=== Text block ===

In the first of a series throughout the school holidays suggesting days out from Havering, Prof Ged Martin tells how Britain’s longest pier kept vital supplies moving during the war

If you've ever strolled along Southend Pier, you probably didn't realise you were walking on the deck of a British warship.

When war broke out in 1939, seaside piers around Britain were blown up as a precaution against invasion. But Southend Pier, the longest in the world, was taken over by the Royal Navy, and played an important part in the war effort.

Southend's first wooden pier was built around 1830, from the town's end out across the notorious mud. It collected trippers from holiday steamers that docked in the deep water of the Thames estuary. When it was rebuilt as an iron structure in 1889, electric trains replaced horse-drawn trams. (Since 1986, the trains have been diesels.)

The pier, codenamed HMS Leigh, organised 3,367 convoys over five and a half years. The estuary was divided into invisible squares, like a giant chess board. Each ship had a designated place. All had to set sail at the same moment and at the same speed.

Southend Pier was a gigantic filling station. Ships queued at the Pier Head for fresh water piped from the shore. Ship radios ran on batteries: Southend Pier was a gigantic recharger. Convoys were protected from dive bombers by sausage-like barrage balloons. These were inflated on the pier.

=== Extracted material ===

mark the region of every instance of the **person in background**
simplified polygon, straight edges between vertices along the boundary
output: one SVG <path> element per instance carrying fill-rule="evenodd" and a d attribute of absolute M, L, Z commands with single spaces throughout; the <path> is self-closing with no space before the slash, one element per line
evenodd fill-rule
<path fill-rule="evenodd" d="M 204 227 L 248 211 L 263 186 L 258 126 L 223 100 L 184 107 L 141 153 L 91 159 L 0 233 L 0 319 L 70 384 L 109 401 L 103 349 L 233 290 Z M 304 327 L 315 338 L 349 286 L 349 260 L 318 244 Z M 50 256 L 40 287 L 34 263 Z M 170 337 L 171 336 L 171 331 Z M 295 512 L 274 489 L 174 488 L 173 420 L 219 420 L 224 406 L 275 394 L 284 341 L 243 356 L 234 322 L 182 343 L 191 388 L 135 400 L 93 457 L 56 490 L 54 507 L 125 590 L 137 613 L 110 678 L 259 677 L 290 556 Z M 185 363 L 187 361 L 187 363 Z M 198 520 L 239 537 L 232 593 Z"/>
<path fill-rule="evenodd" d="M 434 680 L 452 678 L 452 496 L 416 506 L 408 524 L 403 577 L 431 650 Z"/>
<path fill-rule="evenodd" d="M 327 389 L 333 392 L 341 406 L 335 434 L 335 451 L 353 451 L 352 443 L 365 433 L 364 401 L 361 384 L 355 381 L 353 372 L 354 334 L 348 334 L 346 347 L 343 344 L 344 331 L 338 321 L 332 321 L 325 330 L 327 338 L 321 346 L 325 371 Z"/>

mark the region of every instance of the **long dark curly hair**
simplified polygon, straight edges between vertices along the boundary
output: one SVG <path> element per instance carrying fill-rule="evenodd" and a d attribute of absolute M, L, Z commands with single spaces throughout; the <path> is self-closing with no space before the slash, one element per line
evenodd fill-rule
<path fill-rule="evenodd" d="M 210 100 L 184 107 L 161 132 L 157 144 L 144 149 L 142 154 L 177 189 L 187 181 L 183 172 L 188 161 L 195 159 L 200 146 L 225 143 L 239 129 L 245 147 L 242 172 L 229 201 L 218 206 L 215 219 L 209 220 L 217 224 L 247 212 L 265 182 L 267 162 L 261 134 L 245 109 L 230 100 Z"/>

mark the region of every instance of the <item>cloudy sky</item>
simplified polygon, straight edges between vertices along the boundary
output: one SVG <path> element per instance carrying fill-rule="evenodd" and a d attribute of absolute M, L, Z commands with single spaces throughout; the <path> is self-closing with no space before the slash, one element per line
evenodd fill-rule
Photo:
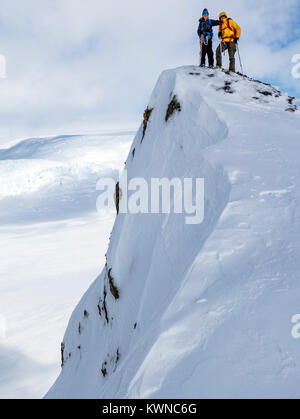
<path fill-rule="evenodd" d="M 300 97 L 299 0 L 2 0 L 0 142 L 136 128 L 161 71 L 198 63 L 204 7 L 241 25 L 248 75 Z"/>

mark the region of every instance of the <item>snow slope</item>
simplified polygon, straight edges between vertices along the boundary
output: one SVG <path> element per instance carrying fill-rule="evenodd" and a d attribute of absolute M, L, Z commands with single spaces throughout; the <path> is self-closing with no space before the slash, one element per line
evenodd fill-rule
<path fill-rule="evenodd" d="M 56 379 L 67 322 L 105 262 L 115 219 L 96 212 L 96 182 L 118 174 L 132 138 L 36 138 L 0 150 L 0 398 L 41 398 Z"/>
<path fill-rule="evenodd" d="M 149 108 L 129 179 L 204 177 L 204 222 L 117 217 L 46 397 L 299 397 L 299 111 L 272 86 L 198 67 L 164 72 Z"/>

===

→ Tasks:
1/ Reproduce word for word the passage of the Southend Pier article that opens with the words containing "In the first" and closes with "the war effort.".
2/ Please resume the Southend Pier article, continuing on from its last sentence.

→ Responses in order:
1/
In the first of a series throughout the school holidays suggesting days out from Havering, Prof Ged Martin tells how Britain’s longest pier kept vital supplies moving during the war

If you've ever strolled along Southend Pier, you probably didn't realise you were walking on the deck of a British warship.

When war broke out in 1939, seaside piers around Britain were blown up as a precaution against invasion. But Southend Pier, the longest in the world, was taken over by the Royal Navy, and played an important part in the war effort.

2/
Shipping moved in both directions. The Thames was a vital supply route for London's food and fuel. Without coal, Barking and Battersea power stations couldn't have operated.

Early in the war, on November 22, 1939, the Germans launched a 90-minute air raid. Blazing away, the pier's defenders drove them off.

The Germans dropped mines that night. Some stuck in the mud, to be defused by brave bomb disposal officers - who learned the secrets of a new weapon.

The Germans never returned in force. It's one of the mysteries of the war.

By 1943, steel towers like oil rigs were planted out to sea, carrying a protective screen of anti-aircraft guns. Twenty years later, some became pirate radio stations.

Southend residents were forbidden to use binoculars, and reminded of the slogan: Careless Talk Costs Lives. In 1944, they watched the preparations for D-Day. Nobody said anything.

Gigantic concrete caissons were floated down the Thames, 135 of them. These were emergency breakwaters that formed the Mulberry Harbours, landing munitions and supplies on the Normandy beaches until the port of Cherbourg could be liberated. Nobody said anything.

One day an enormous steel cotton reel appeared on a barge. This was part of PLUTO, Pipe Lines Under The Ocean, a device like a garden hose that unrolled a pipe on the seabed so petrol could be pumped across the Channel. Nobody said anything.

On June 5, 1944, D-minus-1, there were 203 ships sitting off the pier. German spy planes flew high overhead. A handful of mines, a salvo of torpedoes would have caused chaos. Nothing happened.

At 2am on D-Day, the armada slipped away, hugging the coast past Dover, heading for the Isle of Wight rendezvous - "Piccadilly Circus" - and on to Gold and Sword Beaches.

Southend held its breath. Would they get ashore in France? Was it a Nazi trap? Three days later, the first transports returned, signalling the numbers of German prisoners they carried. The crews on the pier were exhausted but jubilant.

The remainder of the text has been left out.